» **Objective**: Collect every line in the listing below that contains the string "head", and copy each one in full. Case counts.

» **Supplied entries**:
******************************
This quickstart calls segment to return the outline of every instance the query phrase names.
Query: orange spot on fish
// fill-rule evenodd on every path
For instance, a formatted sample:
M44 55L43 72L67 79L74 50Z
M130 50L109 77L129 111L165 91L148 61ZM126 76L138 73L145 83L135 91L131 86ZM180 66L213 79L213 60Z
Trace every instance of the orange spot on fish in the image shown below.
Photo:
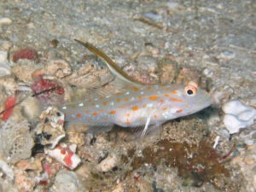
M109 113L110 113L110 114L115 114L115 111L114 111L114 110L110 111Z
M126 119L126 124L127 124L127 125L130 125L130 124L131 124L130 119L128 119L128 118Z
M150 100L153 100L153 101L157 100L157 96L149 96L148 98Z
M177 98L171 98L171 101L175 102L183 102L183 100Z
M177 110L176 113L182 113L183 110L183 109L179 109L179 110Z
M137 87L133 87L133 90L134 90L134 91L138 91L139 89L138 89Z
M137 110L138 109L138 107L136 105L136 106L133 106L132 108L131 108L131 109L133 110L133 111L136 111L136 110Z

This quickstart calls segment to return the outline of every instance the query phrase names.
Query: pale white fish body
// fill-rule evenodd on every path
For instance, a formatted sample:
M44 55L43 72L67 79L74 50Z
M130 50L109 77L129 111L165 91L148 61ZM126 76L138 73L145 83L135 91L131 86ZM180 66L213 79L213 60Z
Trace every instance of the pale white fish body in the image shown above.
M211 96L195 84L133 87L108 96L61 106L66 120L88 125L122 127L162 124L196 113L212 103Z

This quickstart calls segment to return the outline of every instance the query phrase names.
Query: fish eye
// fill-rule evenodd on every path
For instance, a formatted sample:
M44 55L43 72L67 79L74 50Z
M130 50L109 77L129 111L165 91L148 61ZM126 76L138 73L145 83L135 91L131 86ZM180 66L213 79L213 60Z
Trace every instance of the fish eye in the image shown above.
M195 84L195 82L189 82L184 88L184 91L187 96L195 96L197 93L197 84Z

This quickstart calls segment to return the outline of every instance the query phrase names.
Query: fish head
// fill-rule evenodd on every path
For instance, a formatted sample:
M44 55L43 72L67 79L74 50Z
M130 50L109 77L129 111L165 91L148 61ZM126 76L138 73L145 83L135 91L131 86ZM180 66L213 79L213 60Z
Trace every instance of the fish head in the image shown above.
M180 109L177 110L179 116L184 116L201 111L209 107L213 100L212 96L206 90L198 88L195 82L180 85L178 91Z

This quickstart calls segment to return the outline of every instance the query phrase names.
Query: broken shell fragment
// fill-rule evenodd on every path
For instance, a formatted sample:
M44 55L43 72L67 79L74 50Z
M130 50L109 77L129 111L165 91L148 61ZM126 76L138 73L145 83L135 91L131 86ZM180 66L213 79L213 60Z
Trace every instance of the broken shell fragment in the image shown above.
M44 153L70 170L76 168L81 162L80 158L65 143L61 143L54 149L44 149Z
M65 136L64 113L55 107L43 111L36 128L36 142L54 148Z
M239 100L225 103L222 109L225 113L224 124L230 134L253 125L253 119L256 119L256 109L244 105Z

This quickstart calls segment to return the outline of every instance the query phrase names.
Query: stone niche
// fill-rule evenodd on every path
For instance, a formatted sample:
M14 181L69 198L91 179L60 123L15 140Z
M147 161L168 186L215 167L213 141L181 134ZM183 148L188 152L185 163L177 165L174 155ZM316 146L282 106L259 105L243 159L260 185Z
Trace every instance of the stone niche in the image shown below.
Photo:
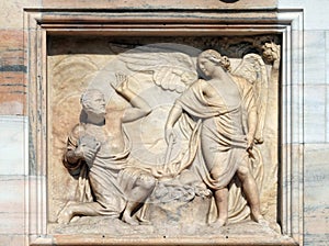
M31 245L302 244L303 153L293 144L300 127L292 123L298 105L292 109L303 66L290 59L300 62L292 43L299 12L26 10L25 18ZM215 76L197 59L208 49L217 53L206 60L228 75L223 88L212 87L216 101L194 86ZM88 97L103 100L95 108L105 121L95 123ZM166 141L173 105L181 112ZM232 112L240 122L224 127ZM214 143L204 139L206 119L219 122L209 127ZM235 131L245 137L234 139ZM227 139L217 132L229 132ZM237 175L243 165L251 194L242 189L246 168ZM215 199L223 187L224 226Z

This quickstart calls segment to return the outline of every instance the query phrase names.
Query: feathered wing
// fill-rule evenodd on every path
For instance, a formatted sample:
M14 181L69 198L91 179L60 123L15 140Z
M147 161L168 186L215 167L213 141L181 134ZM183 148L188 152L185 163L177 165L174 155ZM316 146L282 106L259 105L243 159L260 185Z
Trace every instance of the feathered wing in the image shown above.
M154 82L163 90L181 93L197 79L192 57L198 53L198 49L184 45L156 44L122 53L118 59L133 71L152 74Z
M258 109L258 128L256 141L263 142L263 128L268 108L269 76L265 64L260 55L248 54L232 71L234 75L243 77L252 85Z

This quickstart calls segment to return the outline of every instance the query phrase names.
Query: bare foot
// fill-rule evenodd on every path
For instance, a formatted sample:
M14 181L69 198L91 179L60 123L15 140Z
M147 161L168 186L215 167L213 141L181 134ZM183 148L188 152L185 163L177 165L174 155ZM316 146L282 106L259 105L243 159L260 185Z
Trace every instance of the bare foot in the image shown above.
M72 203L72 201L68 201L64 209L59 212L57 216L57 222L59 224L68 224L73 217L73 211L70 208Z
M227 220L224 220L224 219L218 219L217 221L213 222L211 224L212 227L223 227L227 224Z
M254 222L259 223L260 225L269 226L269 222L263 217L261 214L252 214L252 219Z
M122 221L129 225L139 225L138 221L133 219L127 211L123 213Z

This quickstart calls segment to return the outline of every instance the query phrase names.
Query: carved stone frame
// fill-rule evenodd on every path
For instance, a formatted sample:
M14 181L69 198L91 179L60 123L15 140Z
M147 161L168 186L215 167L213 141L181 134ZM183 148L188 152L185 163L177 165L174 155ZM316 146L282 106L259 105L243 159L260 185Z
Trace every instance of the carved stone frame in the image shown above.
M47 36L61 35L243 35L280 33L283 38L280 111L279 222L284 245L303 245L303 11L300 10L78 10L25 9L29 67L29 245L275 245L271 238L107 238L104 235L47 234ZM276 245L279 245L276 243ZM283 244L280 244L283 245Z

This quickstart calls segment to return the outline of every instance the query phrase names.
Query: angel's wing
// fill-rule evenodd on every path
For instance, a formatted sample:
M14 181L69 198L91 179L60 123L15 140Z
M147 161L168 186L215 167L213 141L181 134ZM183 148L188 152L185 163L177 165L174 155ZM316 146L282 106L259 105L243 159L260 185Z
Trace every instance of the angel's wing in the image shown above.
M256 141L258 143L262 143L268 107L269 83L265 64L261 56L257 54L248 54L243 56L241 63L232 74L243 77L248 82L252 85L258 109L258 128L256 133Z
M133 71L152 74L154 82L162 89L181 93L197 79L193 57L198 53L190 46L155 44L122 53L118 59Z

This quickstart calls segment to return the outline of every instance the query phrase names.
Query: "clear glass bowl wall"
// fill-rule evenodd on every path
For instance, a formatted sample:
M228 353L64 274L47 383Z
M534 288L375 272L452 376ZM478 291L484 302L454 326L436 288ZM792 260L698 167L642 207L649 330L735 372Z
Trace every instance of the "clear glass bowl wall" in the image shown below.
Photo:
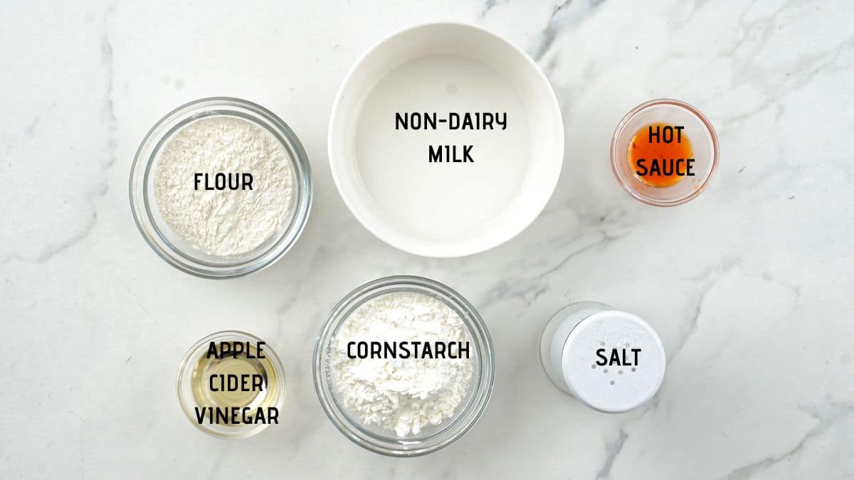
M214 115L239 117L269 132L284 148L294 175L290 217L266 242L241 255L211 255L188 243L161 216L154 195L154 173L163 146L187 124ZM311 168L296 135L271 111L239 98L203 98L173 110L145 136L133 161L130 196L137 226L161 258L178 270L199 277L240 277L269 266L295 243L311 210Z
M366 425L338 400L330 372L331 349L336 336L349 315L377 296L411 291L440 300L462 319L469 331L475 360L468 392L453 418L439 425L425 427L419 434L397 437L393 431ZM391 456L415 456L434 452L459 440L477 421L492 393L494 381L492 341L483 319L474 307L450 288L429 278L410 276L387 277L366 284L348 294L333 308L320 331L314 347L314 386L320 404L336 427L348 438L372 452Z

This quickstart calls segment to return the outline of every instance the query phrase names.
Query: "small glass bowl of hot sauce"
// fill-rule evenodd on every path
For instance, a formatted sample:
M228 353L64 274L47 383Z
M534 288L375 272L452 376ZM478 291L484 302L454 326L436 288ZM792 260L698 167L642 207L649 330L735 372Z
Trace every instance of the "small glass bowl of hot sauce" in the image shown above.
M611 167L620 185L656 207L699 195L717 167L717 135L694 107L670 98L632 108L611 141Z

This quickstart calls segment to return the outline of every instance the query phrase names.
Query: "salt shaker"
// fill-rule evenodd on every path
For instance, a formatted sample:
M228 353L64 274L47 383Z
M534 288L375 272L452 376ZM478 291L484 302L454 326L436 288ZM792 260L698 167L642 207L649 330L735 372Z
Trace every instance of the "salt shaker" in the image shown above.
******************************
» **Result**:
Query: fish head
Trace every instance of the fish head in the image shown above.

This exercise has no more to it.